## [WHAT THE TASK ASKS]
Reproduce the lines below word for word, starting at the line that contains "Guideline: for each instance of the dark" and ending at the line that contains "Target: dark jacket", with both of those lines included.

==== MATERIAL FOR THE TASK

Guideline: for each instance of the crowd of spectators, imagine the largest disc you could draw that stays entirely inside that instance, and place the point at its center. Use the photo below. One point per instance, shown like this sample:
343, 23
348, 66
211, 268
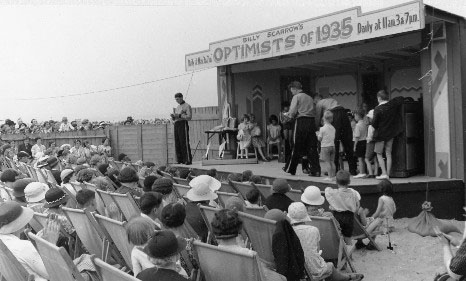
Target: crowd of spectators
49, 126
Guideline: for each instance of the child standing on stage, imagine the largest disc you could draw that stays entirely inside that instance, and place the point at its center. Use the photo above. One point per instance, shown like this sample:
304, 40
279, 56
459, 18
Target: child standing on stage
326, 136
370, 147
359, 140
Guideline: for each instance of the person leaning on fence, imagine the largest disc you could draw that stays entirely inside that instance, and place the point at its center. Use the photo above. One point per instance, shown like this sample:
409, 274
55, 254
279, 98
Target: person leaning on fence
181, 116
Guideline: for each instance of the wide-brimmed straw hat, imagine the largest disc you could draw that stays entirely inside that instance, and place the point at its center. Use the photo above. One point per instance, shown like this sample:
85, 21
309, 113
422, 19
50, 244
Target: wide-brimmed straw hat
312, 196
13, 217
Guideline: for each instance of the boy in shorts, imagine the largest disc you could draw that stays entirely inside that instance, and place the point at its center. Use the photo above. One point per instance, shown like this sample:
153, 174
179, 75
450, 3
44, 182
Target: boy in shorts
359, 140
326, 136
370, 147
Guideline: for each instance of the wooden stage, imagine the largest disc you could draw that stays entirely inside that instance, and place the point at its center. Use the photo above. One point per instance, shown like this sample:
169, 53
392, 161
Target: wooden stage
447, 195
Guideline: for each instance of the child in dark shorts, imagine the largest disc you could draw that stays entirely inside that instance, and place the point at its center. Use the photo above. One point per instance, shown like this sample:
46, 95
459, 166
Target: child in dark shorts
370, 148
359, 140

========
==== MATERIAL FOR THE TASK

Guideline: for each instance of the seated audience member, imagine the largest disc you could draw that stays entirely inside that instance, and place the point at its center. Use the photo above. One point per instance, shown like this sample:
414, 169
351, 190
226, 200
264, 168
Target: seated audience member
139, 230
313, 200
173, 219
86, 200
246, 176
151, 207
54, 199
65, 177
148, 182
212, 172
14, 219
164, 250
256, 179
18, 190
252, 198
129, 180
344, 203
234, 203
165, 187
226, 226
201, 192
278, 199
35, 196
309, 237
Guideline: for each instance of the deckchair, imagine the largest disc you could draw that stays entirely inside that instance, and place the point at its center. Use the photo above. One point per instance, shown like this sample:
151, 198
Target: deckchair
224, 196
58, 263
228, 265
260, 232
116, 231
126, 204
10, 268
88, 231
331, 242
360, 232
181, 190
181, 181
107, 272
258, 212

========
==== MATERIAL FOR THE TASK

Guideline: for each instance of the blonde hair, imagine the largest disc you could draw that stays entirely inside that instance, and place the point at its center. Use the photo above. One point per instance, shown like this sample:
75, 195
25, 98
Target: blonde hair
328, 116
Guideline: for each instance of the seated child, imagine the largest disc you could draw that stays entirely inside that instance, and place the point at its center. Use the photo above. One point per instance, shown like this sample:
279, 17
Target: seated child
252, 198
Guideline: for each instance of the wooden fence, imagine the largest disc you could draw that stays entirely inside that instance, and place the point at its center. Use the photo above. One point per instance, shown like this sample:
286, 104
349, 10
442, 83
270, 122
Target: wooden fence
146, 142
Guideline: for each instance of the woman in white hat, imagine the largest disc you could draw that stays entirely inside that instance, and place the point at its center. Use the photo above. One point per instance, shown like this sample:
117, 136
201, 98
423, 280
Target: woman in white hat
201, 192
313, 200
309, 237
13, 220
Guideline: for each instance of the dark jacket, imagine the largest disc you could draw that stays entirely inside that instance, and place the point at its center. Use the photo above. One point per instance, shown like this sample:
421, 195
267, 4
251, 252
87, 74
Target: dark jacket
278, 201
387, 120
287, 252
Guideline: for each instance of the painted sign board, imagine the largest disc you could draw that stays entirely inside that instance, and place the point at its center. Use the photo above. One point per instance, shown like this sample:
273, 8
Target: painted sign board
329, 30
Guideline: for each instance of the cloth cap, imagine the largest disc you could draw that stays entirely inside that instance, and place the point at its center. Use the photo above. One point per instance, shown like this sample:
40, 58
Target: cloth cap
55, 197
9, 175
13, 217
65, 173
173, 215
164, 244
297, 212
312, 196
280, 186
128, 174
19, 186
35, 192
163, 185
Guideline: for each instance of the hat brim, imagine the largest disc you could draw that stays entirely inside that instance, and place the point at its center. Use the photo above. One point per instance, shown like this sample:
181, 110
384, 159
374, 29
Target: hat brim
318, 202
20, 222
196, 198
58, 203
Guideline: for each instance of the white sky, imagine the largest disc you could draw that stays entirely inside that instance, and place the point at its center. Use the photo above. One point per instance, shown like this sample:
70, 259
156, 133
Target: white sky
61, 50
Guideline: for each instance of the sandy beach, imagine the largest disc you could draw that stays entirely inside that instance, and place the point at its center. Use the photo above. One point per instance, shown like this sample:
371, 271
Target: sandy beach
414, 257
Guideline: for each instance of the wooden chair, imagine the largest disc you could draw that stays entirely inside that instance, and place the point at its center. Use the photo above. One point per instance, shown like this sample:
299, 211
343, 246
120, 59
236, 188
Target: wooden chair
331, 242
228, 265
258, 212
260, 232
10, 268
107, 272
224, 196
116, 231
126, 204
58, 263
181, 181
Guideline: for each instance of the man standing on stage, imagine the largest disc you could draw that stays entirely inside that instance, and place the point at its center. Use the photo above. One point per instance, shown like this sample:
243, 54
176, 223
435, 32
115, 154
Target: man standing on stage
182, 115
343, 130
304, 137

========

## [CORRECT OUTPUT]
Guideline: for each instance of the dark jacket, imagine the largest disc you could draw that stays entirely inside that instance, and place the point at its center. Use the photo above. One point per instance, shown like this sample:
421, 195
267, 4
251, 252
87, 74
Target: dark jacket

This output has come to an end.